[Trecho para leitura]
+ + + + +

SÃO PAULO - A aposentada Flávia Costa Hahn, de 62 anos, foi absolvida pela Justiça de Porto Alegre pela morte de seu filho Tobias Lee Manfred Hahn, de 24 anos, viciado em crack. Na Páscoa de 2008, a mãe diz que pegou o revólver do marido para assustar o filho, mas acabou disparando acidentalmente um tiro que o matou.

A decisão do juiz Felipe Keunecke de Oliveira, da 2ª Vara do Júri do Foro Central de Porto Alegre, foi divulgada na quinta-feira. Segundo a sentença do juiz, a mãe agiu em legítima defesa ao atirar contra o rapaz. O caso comoveu a capital gaúcha.

  • Ficou demonstrado que o filho, em função de episódios com o crack, tinha atitudes extremamente violentas com ela e com os vizinhos. Além disso, na data do fato agiu agressivamente contra ela. A única maneira que ela tinha para se defender, em função da disparidade de forças, era, infelizmente, ter matado o filho. Inclusive, foi um tiro só, o que demonstra atitude defensiva dela - diz o juiz.

Ao jornal Zero Hora, Flávia Costa declarou ainda se sente muito abalada pelo episódio e afirmou que a dor de ter perdido o filho continuará para sempre com ela. Católica, ela diz que encontrou em Deus o apoio para suportar o vazio de ter perdido o filho único.

À época do crime, também em entrevista aos jornais Zero Hora e Diário Gaúcho, da rede RBS, a aposentada disse que não havia sido enérgica o suficiente com o filho ainda na época do colégio.

+ + + + +

[Entradas do exercício]

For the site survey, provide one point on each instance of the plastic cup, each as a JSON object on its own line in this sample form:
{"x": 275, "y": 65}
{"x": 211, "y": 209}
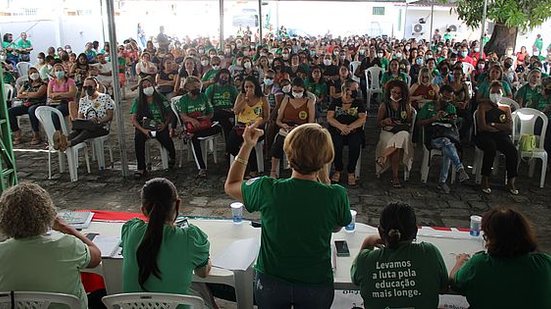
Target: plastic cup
{"x": 237, "y": 212}
{"x": 475, "y": 225}
{"x": 351, "y": 227}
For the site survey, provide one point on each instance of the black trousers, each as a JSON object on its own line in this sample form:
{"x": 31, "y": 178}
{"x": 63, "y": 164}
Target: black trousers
{"x": 139, "y": 144}
{"x": 234, "y": 145}
{"x": 354, "y": 142}
{"x": 196, "y": 143}
{"x": 490, "y": 142}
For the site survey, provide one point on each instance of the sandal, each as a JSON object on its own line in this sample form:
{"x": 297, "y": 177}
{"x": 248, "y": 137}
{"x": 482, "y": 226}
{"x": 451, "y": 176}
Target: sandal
{"x": 336, "y": 177}
{"x": 352, "y": 180}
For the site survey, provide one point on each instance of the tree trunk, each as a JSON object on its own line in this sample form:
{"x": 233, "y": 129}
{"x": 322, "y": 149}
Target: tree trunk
{"x": 502, "y": 38}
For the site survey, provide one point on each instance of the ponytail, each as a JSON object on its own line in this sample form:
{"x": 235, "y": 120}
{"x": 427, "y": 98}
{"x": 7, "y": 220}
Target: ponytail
{"x": 158, "y": 197}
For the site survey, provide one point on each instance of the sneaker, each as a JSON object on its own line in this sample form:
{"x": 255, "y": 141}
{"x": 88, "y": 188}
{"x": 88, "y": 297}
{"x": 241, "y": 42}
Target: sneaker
{"x": 463, "y": 176}
{"x": 444, "y": 188}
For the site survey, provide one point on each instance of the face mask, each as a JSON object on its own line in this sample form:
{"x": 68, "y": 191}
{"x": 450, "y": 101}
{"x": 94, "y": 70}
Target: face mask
{"x": 89, "y": 90}
{"x": 148, "y": 91}
{"x": 297, "y": 95}
{"x": 495, "y": 97}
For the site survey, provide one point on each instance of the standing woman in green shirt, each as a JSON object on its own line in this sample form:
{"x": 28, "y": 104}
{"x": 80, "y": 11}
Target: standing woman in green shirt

+ + + + +

[Tarefa obrigatória A]
Segundo o trecho, em que ocasião o filho da aposentada foi morto?
[Tarefa obrigatória B]
Conte quantas linhas das entradas contêm a palavra "black" e informe só o número.
O trecho e as entradas não têm relação entre si.

[Resposta A]
Na Páscoa de 2008.

[Resposta B]
2